===== Source text

Is resettling that one-and-a-half million people an effort in which Christians from North America and other parts of the developed world can help through NGOs? 

Absolutely. No matter what the outcomes of the referendum, it's really important for the global Christian community to step up and be involved in caring for refugees and building the infrastructure of southern Sudan. There's a genuine opportunity for the church to make a difference in the lives of people. 

What are some of the main Christian agencies that are active in that region that North Americans might want to help? 

World Vision, World Relief, Samaritan's Purse. There are scores of organizations, including some denominational structures involved. And it's not just organizations working in Sudan. Remember the surrounding countries like Uganda or Ethiopia. Groups like Compassion are not working in Sudan, but they're working in the surrounding countries that will be impacted as refugees flow across those borders. 

What are some of the things the WEA is going to do in order to help insure a fair and free election and also to help make things safe for Christians in Sudan? 

The WEA is not a relief and development organization. We're not a mission agency board. We are a global voice, having a constituency of 420 million Christians around the world. We're trying to leverage that voice around this issue. We're asking our national alliances around the world to speak to their governments about the situation in Sudan to make sure those governments are paying attention to the situation in southern Sudan and doing all they can to make sure the referendum takes place and that the referendum's results will be accepted. 

We've also been asked by both the southern Sudanese government and the churches in the entire country to help recruit observers and monitors for the referendum. The church leaders and the government have said it's really important that people actually come under the WEA brand, as it were, because to see the church involved in monitoring will raise the acceptance of the referendum in Sudan and in the international community. 

How do people become observers or monitors? 

They have to go through an application process, and we then submit the names to the Sudanese electoral commission so they can be officially accepted. 

What's the next thing that you will be doing? 

Right now we're working on a global day of prayer for Sudan. We're calling that prayer campaign "Peace for Sudan." It will take place on December 5.

==========
===== Material provided

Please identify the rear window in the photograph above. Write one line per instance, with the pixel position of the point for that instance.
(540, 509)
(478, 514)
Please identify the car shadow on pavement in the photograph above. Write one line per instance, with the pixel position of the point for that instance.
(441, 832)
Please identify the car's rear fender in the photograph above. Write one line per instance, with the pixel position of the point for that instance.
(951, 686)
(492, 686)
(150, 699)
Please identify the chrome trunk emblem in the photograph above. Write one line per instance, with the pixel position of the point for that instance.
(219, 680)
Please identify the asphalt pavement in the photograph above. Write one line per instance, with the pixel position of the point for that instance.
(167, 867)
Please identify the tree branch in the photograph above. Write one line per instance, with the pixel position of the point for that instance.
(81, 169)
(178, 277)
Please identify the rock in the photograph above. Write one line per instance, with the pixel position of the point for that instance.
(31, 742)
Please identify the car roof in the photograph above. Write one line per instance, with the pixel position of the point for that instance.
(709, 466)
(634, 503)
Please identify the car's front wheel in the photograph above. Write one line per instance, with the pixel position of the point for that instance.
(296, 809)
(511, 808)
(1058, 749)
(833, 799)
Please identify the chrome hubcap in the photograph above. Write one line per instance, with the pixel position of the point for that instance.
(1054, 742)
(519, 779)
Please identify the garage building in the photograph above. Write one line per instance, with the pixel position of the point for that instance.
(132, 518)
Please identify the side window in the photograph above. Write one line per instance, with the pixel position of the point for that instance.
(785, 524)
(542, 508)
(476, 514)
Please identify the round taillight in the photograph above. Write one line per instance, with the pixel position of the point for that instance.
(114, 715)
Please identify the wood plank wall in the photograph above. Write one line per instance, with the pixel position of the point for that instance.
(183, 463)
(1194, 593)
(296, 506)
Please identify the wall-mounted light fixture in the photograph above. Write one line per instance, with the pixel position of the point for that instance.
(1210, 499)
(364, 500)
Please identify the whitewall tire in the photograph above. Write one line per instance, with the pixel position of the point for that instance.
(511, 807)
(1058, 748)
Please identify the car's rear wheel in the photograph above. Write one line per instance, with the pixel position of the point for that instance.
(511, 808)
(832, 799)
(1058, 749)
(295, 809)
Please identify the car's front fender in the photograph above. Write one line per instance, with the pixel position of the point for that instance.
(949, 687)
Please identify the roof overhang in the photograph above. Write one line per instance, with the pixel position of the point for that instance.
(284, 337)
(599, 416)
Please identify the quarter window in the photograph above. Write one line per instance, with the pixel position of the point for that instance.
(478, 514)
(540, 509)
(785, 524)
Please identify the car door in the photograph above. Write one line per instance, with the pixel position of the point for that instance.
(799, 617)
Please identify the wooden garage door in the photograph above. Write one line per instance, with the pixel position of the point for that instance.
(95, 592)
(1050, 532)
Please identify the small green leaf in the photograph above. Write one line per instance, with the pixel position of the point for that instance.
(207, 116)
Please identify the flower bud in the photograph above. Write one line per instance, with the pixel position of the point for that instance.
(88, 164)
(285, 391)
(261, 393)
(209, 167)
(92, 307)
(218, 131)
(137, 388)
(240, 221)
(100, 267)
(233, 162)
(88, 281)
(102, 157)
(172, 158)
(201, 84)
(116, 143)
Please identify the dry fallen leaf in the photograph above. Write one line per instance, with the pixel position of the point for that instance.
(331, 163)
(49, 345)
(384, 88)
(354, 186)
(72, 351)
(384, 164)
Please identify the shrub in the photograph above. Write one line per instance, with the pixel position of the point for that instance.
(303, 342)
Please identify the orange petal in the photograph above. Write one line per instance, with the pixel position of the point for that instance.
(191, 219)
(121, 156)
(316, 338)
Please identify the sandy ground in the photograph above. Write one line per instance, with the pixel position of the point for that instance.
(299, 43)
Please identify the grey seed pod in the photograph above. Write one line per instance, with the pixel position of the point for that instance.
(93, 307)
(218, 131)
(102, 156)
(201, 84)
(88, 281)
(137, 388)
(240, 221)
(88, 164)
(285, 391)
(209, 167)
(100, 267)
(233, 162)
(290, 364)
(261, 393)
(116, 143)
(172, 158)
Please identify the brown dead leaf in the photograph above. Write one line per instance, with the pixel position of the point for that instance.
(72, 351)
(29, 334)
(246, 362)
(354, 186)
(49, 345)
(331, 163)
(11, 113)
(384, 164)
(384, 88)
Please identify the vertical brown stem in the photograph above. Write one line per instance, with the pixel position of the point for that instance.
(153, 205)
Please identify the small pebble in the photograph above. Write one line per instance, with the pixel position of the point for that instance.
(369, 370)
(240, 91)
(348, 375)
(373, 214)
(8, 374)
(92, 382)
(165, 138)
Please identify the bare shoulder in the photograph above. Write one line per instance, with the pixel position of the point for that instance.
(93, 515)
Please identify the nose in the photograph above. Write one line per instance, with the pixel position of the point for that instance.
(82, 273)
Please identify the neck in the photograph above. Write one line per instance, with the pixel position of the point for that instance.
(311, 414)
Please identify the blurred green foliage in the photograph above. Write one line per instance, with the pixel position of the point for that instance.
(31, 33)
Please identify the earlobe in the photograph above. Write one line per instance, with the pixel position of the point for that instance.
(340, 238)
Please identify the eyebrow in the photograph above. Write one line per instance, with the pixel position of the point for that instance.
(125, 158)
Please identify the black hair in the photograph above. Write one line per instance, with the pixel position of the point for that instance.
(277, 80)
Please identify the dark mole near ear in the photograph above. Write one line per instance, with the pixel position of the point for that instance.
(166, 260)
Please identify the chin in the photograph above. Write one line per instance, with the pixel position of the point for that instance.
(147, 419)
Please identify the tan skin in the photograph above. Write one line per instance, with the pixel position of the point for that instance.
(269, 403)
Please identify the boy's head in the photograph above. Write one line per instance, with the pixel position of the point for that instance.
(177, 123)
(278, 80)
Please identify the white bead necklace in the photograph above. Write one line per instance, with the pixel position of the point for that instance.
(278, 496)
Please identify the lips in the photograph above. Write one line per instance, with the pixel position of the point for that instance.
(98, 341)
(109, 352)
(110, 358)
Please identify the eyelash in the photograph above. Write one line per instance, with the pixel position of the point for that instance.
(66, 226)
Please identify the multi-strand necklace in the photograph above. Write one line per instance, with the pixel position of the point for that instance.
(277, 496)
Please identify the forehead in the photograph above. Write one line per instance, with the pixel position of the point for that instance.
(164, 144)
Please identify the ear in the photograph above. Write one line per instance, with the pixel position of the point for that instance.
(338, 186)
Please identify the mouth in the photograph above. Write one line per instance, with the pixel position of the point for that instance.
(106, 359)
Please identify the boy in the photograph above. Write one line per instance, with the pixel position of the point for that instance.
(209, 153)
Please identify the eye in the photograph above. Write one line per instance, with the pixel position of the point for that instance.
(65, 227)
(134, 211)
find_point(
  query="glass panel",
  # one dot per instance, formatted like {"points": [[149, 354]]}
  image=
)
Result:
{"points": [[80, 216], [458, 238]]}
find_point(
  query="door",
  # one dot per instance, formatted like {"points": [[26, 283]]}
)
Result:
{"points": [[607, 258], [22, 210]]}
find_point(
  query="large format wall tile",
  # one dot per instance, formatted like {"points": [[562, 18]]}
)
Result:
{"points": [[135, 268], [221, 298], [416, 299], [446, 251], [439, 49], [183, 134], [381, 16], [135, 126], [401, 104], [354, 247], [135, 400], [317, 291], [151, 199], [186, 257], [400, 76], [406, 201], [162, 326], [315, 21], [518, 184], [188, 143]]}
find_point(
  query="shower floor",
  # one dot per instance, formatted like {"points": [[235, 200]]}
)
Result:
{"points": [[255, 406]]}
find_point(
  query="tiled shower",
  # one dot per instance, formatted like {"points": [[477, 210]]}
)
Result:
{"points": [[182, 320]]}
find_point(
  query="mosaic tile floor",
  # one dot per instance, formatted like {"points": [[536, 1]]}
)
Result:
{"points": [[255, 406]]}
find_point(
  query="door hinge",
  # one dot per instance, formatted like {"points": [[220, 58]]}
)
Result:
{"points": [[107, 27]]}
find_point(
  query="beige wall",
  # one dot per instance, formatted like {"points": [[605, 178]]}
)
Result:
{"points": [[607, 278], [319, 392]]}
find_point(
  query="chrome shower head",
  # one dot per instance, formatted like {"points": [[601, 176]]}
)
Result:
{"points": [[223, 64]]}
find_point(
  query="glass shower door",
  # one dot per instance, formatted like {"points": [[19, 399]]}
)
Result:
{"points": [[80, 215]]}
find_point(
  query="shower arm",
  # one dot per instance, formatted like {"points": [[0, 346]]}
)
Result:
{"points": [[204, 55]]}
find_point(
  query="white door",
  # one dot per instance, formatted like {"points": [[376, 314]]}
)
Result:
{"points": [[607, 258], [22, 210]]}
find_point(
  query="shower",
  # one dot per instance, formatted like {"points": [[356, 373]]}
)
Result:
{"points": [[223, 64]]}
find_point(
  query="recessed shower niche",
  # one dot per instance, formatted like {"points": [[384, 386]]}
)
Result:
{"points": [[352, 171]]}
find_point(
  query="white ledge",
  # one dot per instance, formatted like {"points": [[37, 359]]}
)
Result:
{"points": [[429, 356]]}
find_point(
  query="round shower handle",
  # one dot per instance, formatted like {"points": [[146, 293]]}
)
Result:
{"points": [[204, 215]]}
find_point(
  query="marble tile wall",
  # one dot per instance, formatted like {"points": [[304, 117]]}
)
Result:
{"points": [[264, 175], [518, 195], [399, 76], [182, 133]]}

==========

▶ **Activities**
1: In the interview about Sudan, do these statements agree with the text? Answer yes or no for each and quote the words that decide it. (a) The WEA calls itself a relief and development organization. (b) Compassion works in countries around Sudan but not in Sudan itself. (c) Names of applicants for observer roles are passed on to the Sudanese electoral commission.
2: Carry the interview about Sudan forward from its last sentence.

▶ **Activity answers**
1:
(a) No: "The WEA is not a relief and development organization."
(b) Yes: "Groups like Compassion are not working in Sudan, but they're working in the surrounding countries that will be impacted as refugees flow across those borders."
(c) Yes: "we then submit the names to the Sudanese electoral commission so they can be officially accepted."

2:
We're asking Christians around the world to commit that day. From that point it will be just over a month before the referendum takes place. During the Lausanne meetings in Cape Town, we met with all the Sudanese leaders. We asked them, What is the best way we can help? Their immediate response was that the first thing we should do—above everything else—is pray, pray, pray. We are honoring their request because we also believe it is crucial that Christians pray for this serious situation in Sudan. 

What materials might churches be able to find to help them guide prayer on December 5? 

We're building a website about Sudan that will be accessed through the World Evangelical Alliance website. They can find a video clip, photographs, prayer points, and information about what various other organizations are doing—SIM [the former Sudan Interior Mission], World Relief, World Vision. 

What do you want to be doing after the referendum? 

The World Evangelical Alliance will be calling a December meeting in Nairobi of as many stakeholders as possible from the evangelical community around the world, as well as leaders from within Sudan and external players, to see how efforts can be coordinated. Many agencies are already thinking about contingency plans. Can we collectively begin to put those plans together and see if there's some synergy, so that our combined resources can have a greater impact? We see our role as coordination, building collaboration between the players. 

Also, after the referendum there will be large challenges in peace building and reconciliation. Even within the South there's intertribal conflict. There has also been the problem of insurgencies coming in from the Lord's Liberation Army in Uganda. They are regularly killing people. We're trying to invest in building a society where reconciliation takes place.